> _CO PRZYGOTOWAĆ_:
Przepisz ponownie materiał poniżej, wiersz po wierszu, od wiersza zawierającego „For the benchmark, mark every instance of the bamboo” aż do końca materiału, łącznie z oboma krańcami. Do każdej współrzędnej punktu dodaj przy tym -102.

Wiersze zbioru danych wskazywania obiektów:

++++++

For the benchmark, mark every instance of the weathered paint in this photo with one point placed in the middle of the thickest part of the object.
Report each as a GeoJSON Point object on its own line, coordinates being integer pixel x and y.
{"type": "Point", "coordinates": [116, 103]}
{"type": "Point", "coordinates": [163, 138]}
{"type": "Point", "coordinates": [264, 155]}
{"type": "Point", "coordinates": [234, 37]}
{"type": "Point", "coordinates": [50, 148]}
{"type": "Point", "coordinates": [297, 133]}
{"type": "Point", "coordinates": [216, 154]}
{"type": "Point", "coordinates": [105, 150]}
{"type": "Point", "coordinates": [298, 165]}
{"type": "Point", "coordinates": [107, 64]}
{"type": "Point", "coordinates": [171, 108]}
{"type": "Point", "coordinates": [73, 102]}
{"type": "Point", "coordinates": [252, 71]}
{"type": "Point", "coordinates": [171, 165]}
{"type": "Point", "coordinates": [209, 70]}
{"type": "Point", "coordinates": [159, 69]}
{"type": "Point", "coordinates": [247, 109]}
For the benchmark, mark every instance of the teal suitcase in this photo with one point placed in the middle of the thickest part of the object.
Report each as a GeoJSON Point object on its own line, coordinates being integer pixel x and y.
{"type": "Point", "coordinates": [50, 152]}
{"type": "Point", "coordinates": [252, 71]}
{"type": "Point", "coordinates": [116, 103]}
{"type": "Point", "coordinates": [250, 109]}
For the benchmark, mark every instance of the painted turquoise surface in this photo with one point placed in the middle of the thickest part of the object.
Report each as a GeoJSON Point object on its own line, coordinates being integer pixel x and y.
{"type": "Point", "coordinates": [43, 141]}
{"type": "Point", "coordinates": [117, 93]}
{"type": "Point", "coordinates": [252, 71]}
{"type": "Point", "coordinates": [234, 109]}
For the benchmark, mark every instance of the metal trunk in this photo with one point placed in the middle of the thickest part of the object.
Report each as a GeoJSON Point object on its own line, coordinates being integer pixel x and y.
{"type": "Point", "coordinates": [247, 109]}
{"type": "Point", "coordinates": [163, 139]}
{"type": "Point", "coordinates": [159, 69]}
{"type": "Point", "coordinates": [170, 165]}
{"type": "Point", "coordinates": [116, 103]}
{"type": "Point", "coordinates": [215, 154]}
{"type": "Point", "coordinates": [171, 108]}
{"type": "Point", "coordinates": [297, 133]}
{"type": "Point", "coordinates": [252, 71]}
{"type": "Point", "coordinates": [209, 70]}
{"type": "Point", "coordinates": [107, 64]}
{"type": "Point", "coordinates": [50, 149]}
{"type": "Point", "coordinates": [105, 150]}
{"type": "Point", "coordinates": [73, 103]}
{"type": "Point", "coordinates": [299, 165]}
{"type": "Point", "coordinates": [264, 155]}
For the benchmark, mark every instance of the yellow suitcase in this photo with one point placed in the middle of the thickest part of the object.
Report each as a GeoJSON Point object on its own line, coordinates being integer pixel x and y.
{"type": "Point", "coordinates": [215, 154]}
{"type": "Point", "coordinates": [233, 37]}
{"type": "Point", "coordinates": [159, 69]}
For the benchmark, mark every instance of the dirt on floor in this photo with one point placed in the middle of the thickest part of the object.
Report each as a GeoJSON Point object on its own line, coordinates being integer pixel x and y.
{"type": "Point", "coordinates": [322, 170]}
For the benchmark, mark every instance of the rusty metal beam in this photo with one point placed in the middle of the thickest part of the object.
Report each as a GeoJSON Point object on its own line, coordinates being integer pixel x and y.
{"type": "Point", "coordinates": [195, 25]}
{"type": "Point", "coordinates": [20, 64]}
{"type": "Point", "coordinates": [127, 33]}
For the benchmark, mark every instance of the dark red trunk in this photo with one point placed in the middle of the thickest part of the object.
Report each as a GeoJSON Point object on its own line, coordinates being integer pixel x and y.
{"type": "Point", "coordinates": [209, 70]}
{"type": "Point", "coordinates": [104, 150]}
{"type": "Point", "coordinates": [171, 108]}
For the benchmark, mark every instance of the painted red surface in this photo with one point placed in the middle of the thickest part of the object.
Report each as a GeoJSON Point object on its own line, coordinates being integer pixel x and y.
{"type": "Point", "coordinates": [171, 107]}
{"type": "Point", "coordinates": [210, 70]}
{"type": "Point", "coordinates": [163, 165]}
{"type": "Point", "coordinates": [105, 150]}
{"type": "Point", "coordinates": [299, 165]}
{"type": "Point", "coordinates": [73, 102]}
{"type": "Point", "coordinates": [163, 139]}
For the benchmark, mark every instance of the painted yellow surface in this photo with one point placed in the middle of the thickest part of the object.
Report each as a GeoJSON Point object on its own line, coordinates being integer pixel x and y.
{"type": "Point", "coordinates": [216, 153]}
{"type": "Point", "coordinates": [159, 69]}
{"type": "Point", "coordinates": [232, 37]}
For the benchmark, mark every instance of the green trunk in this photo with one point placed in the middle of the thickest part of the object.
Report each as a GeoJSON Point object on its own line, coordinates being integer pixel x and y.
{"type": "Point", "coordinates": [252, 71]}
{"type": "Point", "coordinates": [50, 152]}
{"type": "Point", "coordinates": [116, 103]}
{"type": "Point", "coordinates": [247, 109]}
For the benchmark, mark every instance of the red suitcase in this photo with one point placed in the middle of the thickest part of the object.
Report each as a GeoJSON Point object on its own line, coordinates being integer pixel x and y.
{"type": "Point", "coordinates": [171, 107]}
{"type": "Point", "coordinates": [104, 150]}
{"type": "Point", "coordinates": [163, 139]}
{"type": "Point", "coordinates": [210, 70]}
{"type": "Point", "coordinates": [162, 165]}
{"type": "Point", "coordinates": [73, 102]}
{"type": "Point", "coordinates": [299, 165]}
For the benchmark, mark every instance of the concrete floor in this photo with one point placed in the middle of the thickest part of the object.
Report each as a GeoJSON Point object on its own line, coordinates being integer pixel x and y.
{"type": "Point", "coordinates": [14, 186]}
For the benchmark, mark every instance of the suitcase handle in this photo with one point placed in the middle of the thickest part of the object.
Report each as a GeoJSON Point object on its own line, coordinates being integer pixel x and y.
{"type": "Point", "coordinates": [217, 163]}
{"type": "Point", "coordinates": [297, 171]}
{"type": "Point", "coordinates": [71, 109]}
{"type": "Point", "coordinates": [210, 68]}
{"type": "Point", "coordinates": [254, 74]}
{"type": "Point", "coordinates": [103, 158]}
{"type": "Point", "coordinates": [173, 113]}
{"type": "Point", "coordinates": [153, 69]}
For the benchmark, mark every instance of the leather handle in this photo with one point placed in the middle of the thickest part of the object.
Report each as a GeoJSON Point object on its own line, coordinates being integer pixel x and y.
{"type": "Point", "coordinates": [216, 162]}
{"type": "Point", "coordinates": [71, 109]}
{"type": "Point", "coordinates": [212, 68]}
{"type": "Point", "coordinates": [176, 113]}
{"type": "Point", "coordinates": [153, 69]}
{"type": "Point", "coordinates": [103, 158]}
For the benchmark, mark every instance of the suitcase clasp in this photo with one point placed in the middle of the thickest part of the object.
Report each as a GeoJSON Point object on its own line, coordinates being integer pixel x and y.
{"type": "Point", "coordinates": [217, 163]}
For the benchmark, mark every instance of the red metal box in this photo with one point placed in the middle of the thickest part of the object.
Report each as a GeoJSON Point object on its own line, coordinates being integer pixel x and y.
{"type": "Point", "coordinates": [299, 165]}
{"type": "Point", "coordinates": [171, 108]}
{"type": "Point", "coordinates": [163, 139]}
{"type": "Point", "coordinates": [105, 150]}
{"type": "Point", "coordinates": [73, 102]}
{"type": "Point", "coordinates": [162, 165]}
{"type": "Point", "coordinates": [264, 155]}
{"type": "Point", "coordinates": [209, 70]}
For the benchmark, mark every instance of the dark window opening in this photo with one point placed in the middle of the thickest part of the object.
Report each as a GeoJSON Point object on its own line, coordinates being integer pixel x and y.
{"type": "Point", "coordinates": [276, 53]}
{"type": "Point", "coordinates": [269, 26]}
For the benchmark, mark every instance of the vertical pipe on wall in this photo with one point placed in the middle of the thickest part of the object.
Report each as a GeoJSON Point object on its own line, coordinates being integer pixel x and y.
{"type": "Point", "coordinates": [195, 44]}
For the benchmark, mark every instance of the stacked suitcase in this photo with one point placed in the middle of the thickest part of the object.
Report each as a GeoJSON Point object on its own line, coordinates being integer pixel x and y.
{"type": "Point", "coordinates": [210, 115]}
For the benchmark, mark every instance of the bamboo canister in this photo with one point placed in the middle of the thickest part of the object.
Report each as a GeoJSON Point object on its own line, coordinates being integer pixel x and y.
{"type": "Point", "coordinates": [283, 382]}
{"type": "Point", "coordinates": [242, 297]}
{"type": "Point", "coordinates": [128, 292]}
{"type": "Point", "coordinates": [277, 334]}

++++++

> _ROZWIĄZANIE ZADANIA_:
For the benchmark, mark every instance of the bamboo canister in this photo with one point placed in the middle of the thickest part of the object.
Report each as a GeoJSON Point object on its own line, coordinates being integer pixel x and y.
{"type": "Point", "coordinates": [181, 280]}
{"type": "Point", "coordinates": [140, 195]}
{"type": "Point", "coordinates": [26, 190]}
{"type": "Point", "coordinates": [175, 232]}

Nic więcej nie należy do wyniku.